Dataset items:
________________

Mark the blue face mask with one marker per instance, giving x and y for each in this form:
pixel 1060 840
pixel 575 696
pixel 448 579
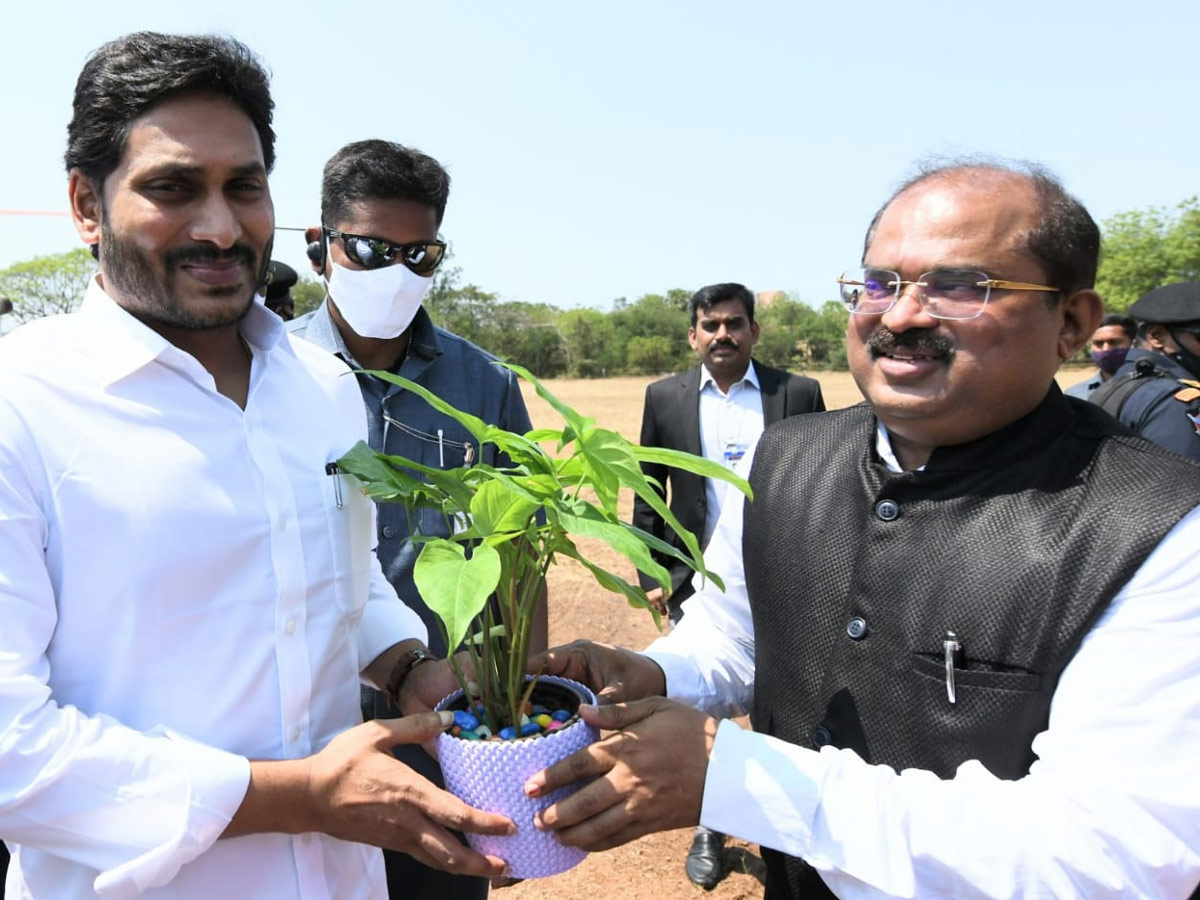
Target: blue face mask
pixel 1109 361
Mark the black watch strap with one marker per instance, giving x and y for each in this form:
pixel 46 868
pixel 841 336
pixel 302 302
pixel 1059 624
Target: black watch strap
pixel 406 664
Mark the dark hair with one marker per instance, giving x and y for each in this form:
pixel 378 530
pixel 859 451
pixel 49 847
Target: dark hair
pixel 381 171
pixel 1127 324
pixel 125 78
pixel 1066 240
pixel 712 294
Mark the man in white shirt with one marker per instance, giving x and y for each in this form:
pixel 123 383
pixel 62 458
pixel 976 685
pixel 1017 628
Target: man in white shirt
pixel 717 411
pixel 189 594
pixel 965 679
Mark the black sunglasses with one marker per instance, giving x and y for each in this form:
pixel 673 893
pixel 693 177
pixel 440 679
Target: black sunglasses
pixel 421 257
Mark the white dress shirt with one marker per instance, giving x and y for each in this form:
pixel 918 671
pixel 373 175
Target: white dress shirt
pixel 1110 808
pixel 183 588
pixel 730 424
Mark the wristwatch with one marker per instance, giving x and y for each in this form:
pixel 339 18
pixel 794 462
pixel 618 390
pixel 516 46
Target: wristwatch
pixel 406 664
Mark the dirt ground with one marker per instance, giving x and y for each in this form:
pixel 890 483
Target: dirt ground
pixel 651 868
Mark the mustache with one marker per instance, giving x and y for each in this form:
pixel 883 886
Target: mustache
pixel 925 341
pixel 203 253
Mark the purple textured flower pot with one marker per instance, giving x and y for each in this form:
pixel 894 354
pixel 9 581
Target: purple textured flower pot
pixel 491 775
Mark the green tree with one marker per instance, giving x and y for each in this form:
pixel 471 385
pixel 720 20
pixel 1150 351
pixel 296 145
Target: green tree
pixel 651 354
pixel 796 336
pixel 591 347
pixel 527 334
pixel 1145 249
pixel 307 293
pixel 467 310
pixel 653 316
pixel 49 285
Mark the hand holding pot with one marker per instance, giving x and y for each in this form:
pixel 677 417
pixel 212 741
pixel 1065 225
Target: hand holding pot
pixel 615 673
pixel 365 795
pixel 649 775
pixel 430 682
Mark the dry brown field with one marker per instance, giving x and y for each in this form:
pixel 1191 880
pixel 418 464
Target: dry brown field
pixel 651 868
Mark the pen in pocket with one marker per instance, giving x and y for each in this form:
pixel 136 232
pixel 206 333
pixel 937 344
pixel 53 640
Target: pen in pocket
pixel 334 472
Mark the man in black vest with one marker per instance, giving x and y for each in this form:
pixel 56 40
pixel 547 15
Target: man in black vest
pixel 718 411
pixel 967 677
pixel 1157 391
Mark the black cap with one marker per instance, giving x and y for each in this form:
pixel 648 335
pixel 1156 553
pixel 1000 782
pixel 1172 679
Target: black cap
pixel 1169 305
pixel 283 276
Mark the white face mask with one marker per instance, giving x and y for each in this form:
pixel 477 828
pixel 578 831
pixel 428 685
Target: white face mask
pixel 377 303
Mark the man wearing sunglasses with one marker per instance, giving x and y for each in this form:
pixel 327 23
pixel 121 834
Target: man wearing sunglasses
pixel 377 251
pixel 1157 391
pixel 966 640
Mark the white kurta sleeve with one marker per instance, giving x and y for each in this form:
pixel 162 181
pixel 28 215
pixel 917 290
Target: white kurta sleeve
pixel 1109 809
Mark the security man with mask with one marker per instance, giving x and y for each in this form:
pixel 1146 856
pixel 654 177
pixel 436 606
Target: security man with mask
pixel 1157 391
pixel 377 251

________________

### PROBLEM DESCRIPTION
Restate the entries word for word, though any image they contain should not appear.

### YOUR SOLUTION
Mark the blue face mask with one marker per instance, giving x and y for each in this form:
pixel 1060 840
pixel 575 696
pixel 448 579
Target: blue face mask
pixel 1109 361
Mark the black watch strap with one marker per instance, giving x and y for each in this form:
pixel 46 868
pixel 841 336
pixel 302 302
pixel 1059 624
Target: black watch strap
pixel 406 664
Mark the dark hair with one marker per instance, giving x and y for each in this form:
pixel 378 530
pixel 859 451
pixel 49 847
Target: dark hair
pixel 381 171
pixel 1127 324
pixel 125 78
pixel 1066 240
pixel 712 294
Mark the man in white shirt with one marker per instance, giving x and y for each in this form:
pixel 123 383
pixel 62 458
pixel 976 685
pixel 1017 628
Target: man in white shirt
pixel 717 411
pixel 189 594
pixel 965 679
Mark the black sunglasses with one marker per instance, giving x and y for each in this form:
pixel 673 893
pixel 693 177
pixel 440 679
Target: black sunglasses
pixel 421 257
Mark the white dress shirt with one marker per instance, giving x and y for each in this form:
pixel 918 671
pixel 373 175
Target: white dress shirt
pixel 1110 808
pixel 183 588
pixel 730 424
Mark the wristwatch with one marker per instance, giving x and y for each in this form:
pixel 339 18
pixel 794 462
pixel 618 390
pixel 516 46
Target: wristwatch
pixel 406 664
Mark the dirt ground with one marker per instance, giving x and y for each in this form:
pixel 890 483
Target: dirt ground
pixel 651 868
Mark the mustache with one marker per instance, giving x and y for each in this form:
pixel 883 886
Target: mustache
pixel 925 341
pixel 203 253
Mark the purple textured flower pot with one marker per instance, giving x and y for each in this form:
pixel 894 354
pixel 9 581
Target: purple textured flower pot
pixel 491 775
Mark the green tree with one marker per instance, giving x and y for each in this form:
pixel 471 385
pixel 720 20
pixel 1150 351
pixel 296 145
Target: green tree
pixel 651 354
pixel 796 336
pixel 591 347
pixel 527 334
pixel 1145 249
pixel 307 293
pixel 467 310
pixel 653 316
pixel 49 285
Mark the hand holding pot with one marker per instance, giving x and y for each in this form:
pixel 677 417
pixel 212 741
pixel 1065 225
Target: hand holding pot
pixel 615 673
pixel 365 795
pixel 649 775
pixel 430 682
Mark the dry brown field with one marker per instance, giving x and y for each in this form:
pixel 1191 880
pixel 418 464
Target: dry brown field
pixel 651 868
Mark the pen in pocket with one marker per instance, giving x and y for each in this form:
pixel 136 232
pixel 206 333
pixel 937 344
pixel 53 640
Target: pen in pocket
pixel 334 472
Mark the man in black vest with one marker per instance, giving x and y for each in this form:
pixel 56 40
pixel 547 15
Target: man in black vest
pixel 718 411
pixel 967 677
pixel 1157 391
Mark the black cap with one marker per instance, giving x and y for each in this form:
pixel 648 335
pixel 1156 553
pixel 1000 782
pixel 1172 679
Target: black cap
pixel 1169 305
pixel 283 276
Mark the white face mask with one marker per instance, giving x and y for each in this form:
pixel 477 828
pixel 578 831
pixel 428 685
Target: white face mask
pixel 377 303
Mark the man wearing sunglasses with one marker per instance, giving x and y for each in this form:
pixel 327 23
pixel 121 834
Target: man wearing sunglasses
pixel 377 251
pixel 1157 391
pixel 966 640
Mark the white kurta sleeve with one marker per instance, giving x and y for each in this form:
pixel 162 181
pixel 28 215
pixel 917 290
Target: white kurta sleeve
pixel 1109 809
Mark the security man with mask with one marker per instance, giving x and y for each in this form:
pixel 1146 856
pixel 654 177
pixel 436 606
Target: security man with mask
pixel 1157 391
pixel 377 251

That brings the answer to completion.